A run of records =>
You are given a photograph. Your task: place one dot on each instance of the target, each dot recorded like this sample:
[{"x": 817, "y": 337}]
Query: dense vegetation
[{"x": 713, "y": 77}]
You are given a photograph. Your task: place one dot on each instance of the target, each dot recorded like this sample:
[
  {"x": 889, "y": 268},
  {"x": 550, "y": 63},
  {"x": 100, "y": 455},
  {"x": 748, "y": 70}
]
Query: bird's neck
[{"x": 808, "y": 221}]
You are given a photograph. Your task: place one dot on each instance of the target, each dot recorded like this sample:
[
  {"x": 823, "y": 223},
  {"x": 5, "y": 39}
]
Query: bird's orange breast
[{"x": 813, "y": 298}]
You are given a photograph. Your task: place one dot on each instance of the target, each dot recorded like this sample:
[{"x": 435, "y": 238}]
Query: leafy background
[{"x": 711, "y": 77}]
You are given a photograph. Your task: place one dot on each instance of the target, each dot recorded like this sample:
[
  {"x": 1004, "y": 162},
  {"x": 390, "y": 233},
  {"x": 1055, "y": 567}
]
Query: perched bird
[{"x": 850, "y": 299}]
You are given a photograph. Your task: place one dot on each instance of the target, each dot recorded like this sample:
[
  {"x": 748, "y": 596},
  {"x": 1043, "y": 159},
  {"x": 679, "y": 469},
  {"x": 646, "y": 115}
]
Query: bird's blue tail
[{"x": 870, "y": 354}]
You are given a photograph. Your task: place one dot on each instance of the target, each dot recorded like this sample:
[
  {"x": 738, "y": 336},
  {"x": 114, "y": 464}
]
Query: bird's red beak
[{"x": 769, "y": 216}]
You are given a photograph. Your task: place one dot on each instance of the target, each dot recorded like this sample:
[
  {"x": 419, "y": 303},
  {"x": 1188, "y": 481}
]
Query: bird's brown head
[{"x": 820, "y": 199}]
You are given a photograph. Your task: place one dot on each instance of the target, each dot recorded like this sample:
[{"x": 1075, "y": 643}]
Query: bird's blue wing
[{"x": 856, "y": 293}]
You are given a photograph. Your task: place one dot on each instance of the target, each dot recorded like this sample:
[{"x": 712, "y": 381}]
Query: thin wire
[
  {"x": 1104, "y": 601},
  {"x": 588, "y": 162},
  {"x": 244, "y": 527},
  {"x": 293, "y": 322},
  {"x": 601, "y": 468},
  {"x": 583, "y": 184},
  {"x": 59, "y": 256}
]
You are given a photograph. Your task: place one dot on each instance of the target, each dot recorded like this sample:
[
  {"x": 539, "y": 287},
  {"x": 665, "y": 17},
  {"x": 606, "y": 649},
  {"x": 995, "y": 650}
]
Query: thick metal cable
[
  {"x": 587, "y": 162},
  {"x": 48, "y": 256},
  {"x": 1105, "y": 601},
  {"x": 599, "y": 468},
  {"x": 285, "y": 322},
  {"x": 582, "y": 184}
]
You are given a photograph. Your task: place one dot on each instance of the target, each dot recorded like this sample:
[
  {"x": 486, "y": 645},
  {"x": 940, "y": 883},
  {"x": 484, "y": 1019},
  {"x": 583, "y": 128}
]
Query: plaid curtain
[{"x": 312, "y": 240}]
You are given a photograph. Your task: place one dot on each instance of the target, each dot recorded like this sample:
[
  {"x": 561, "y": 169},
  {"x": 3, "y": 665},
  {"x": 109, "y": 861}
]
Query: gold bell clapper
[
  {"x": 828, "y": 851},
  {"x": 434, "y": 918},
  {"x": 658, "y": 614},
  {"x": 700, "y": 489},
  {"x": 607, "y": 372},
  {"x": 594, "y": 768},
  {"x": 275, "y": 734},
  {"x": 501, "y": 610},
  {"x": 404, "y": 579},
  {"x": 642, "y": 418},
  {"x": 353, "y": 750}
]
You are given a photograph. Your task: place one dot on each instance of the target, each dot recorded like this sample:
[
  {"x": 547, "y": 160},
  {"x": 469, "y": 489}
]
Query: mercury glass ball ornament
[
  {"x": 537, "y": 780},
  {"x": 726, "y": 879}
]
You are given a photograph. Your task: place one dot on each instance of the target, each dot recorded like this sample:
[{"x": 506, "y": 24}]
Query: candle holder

GIVEN PROBLEM => Repeat every record, exactly as written.

TASK SOLUTION =>
You are given a photograph. Your task: place one dot on each instance of the target, each dot recorded like this sample:
[{"x": 817, "y": 337}]
Query: dense vegetation
[{"x": 713, "y": 77}]
You are given a photograph. Your task: place one dot on each instance of the target, each dot recorded like this sample:
[
  {"x": 889, "y": 268},
  {"x": 550, "y": 63},
  {"x": 100, "y": 455},
  {"x": 748, "y": 70}
]
Query: bird's neck
[{"x": 808, "y": 221}]
You are given a photograph. Your task: place one dot on each instance of the target, each dot recorded like this sample:
[
  {"x": 823, "y": 223},
  {"x": 5, "y": 39}
]
Query: bird's orange breast
[{"x": 813, "y": 298}]
You are given a photograph. Your task: place one dot on each instance of the target, each dot recorded like this sample:
[{"x": 435, "y": 238}]
Query: leafy background
[{"x": 711, "y": 77}]
You are given a photograph. Your task: place one dot on each instance of the target, each dot recorded like this sample:
[
  {"x": 1004, "y": 162},
  {"x": 390, "y": 233},
  {"x": 1055, "y": 567}
]
Query: perched bird
[{"x": 850, "y": 299}]
You are given a photograph. Your task: place one dot on each instance of the target, each dot recorded like this sample:
[
  {"x": 748, "y": 596},
  {"x": 1043, "y": 159},
  {"x": 679, "y": 469},
  {"x": 646, "y": 115}
]
Query: bird's blue tail
[{"x": 870, "y": 354}]
You are given a photograph. Your task: place one dot on each instance of the target, each dot recorded like this sample:
[
  {"x": 738, "y": 336},
  {"x": 114, "y": 464}
]
Query: bird's red beak
[{"x": 769, "y": 216}]
You are given a photograph. Your task: place one dot on each instance of the target, each dot recorded like this sample:
[
  {"x": 419, "y": 303},
  {"x": 1188, "y": 481}
]
Query: bird's brown head
[{"x": 820, "y": 199}]
You are given a photograph. Your task: place one dot on each instance of the target, each dot recorded like this sample:
[{"x": 1075, "y": 643}]
Query: bird's blue wing
[{"x": 856, "y": 293}]
You are given a photograph. Your task: place one dot on each instance of the target, each dot recorded like this sample:
[{"x": 712, "y": 381}]
Query: thin wire
[
  {"x": 1104, "y": 601},
  {"x": 588, "y": 162},
  {"x": 244, "y": 527},
  {"x": 293, "y": 322},
  {"x": 601, "y": 468},
  {"x": 583, "y": 184},
  {"x": 59, "y": 256}
]
You are given a photograph. Your task: place one dot on each instance of the target, each dot recorded like this sample:
[
  {"x": 539, "y": 287},
  {"x": 665, "y": 17},
  {"x": 606, "y": 649},
  {"x": 995, "y": 650}
]
Query: thick metal cable
[
  {"x": 587, "y": 162},
  {"x": 48, "y": 256},
  {"x": 1105, "y": 601},
  {"x": 599, "y": 468},
  {"x": 285, "y": 322},
  {"x": 582, "y": 184}
]
You are given a photograph. Your task: place one dot on each instance of the target, each dot recorded like this sample:
[
  {"x": 486, "y": 645},
  {"x": 940, "y": 883},
  {"x": 484, "y": 1019},
  {"x": 583, "y": 128}
]
Query: plaid curtain
[{"x": 312, "y": 240}]
You are given a photograph. Your task: place one dot on each instance of the target, each dot recorded like this sample:
[
  {"x": 561, "y": 169},
  {"x": 3, "y": 665},
  {"x": 109, "y": 861}
]
Query: gold bell clapper
[
  {"x": 828, "y": 851},
  {"x": 434, "y": 918},
  {"x": 658, "y": 614},
  {"x": 700, "y": 489},
  {"x": 607, "y": 372},
  {"x": 594, "y": 768},
  {"x": 275, "y": 734},
  {"x": 501, "y": 610},
  {"x": 404, "y": 579},
  {"x": 642, "y": 418},
  {"x": 353, "y": 750}
]
You are given a photograph. Your task: place one dot on each instance of the target, each dot recorded like this sample:
[
  {"x": 547, "y": 160},
  {"x": 469, "y": 489}
]
Query: mercury glass ball ornament
[
  {"x": 537, "y": 780},
  {"x": 726, "y": 879}
]
You are given a photograph. Your task: place one dot on each instance of the target, each dot recorded like this sample:
[{"x": 506, "y": 24}]
Query: candle holder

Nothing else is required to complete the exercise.